#### What is asked:
Identify every line in the items below that contains the word "Mark" and copy each of those lines.

--

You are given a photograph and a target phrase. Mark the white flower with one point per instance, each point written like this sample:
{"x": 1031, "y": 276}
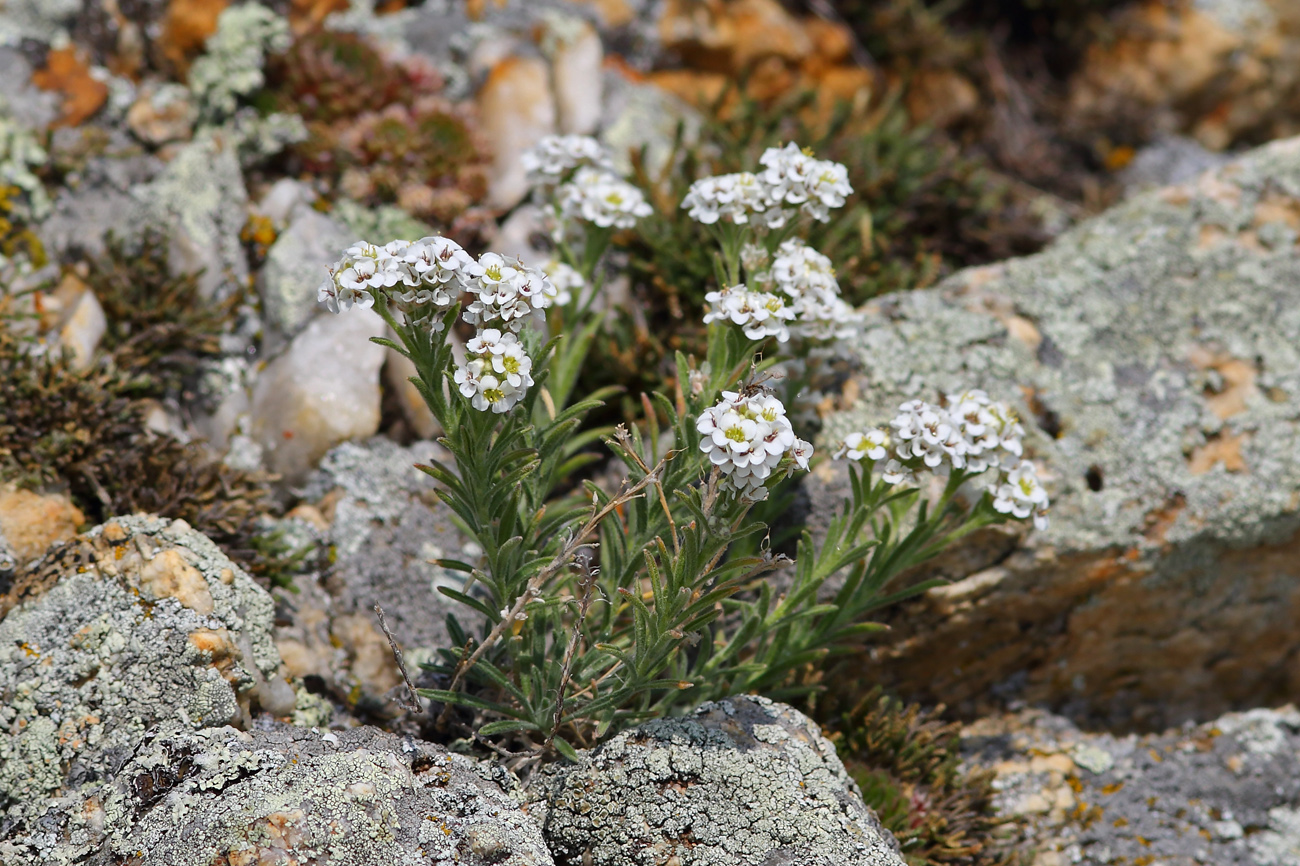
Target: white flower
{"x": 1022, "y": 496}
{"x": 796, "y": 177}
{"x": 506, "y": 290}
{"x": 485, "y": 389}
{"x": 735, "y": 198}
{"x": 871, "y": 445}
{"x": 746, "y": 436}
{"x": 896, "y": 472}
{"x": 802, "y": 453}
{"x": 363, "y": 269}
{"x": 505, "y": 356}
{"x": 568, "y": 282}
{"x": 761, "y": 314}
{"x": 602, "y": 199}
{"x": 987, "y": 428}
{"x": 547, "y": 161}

--

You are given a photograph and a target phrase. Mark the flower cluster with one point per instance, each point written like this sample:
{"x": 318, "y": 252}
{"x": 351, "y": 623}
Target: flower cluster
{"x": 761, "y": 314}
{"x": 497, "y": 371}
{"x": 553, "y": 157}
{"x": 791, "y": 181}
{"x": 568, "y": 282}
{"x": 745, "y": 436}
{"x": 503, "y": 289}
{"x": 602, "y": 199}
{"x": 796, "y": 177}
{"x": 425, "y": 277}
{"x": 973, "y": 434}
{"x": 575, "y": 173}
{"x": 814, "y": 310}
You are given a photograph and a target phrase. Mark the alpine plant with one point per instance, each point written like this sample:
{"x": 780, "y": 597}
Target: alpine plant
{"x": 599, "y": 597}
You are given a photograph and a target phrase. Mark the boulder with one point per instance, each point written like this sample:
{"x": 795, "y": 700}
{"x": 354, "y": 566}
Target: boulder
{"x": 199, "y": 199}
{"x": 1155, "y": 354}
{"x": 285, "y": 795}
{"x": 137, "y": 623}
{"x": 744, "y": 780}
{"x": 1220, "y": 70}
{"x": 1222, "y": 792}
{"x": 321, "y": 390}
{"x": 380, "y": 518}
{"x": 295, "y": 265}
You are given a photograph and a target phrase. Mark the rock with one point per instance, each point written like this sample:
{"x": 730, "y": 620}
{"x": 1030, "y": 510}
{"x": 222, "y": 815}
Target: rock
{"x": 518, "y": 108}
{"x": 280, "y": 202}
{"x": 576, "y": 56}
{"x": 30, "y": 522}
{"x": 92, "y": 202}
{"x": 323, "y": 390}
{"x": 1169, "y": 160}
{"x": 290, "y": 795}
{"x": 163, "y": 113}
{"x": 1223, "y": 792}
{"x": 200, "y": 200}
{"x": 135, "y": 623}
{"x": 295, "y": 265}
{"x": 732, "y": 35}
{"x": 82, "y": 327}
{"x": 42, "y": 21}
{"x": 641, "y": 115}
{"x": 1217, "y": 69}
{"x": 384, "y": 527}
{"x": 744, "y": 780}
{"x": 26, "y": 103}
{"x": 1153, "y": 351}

--

#### Written answer:
You are given a photograph and a target phrase. Mark the white flower with one point per instance, each point written like this sample:
You are given a photograph and a target phrase. Mark the flower cluster with one point per instance, each point written like this sample:
You are given a photograph and a target phrase. Mark the alpine plant with one point per instance, each point written like this sample:
You are given a photograph and a target phrase. Mark the boulder with one point per instance, each point written like this sample:
You are given a photograph and a target phrase. Mark the rock with one point per instance, each point written like this sample:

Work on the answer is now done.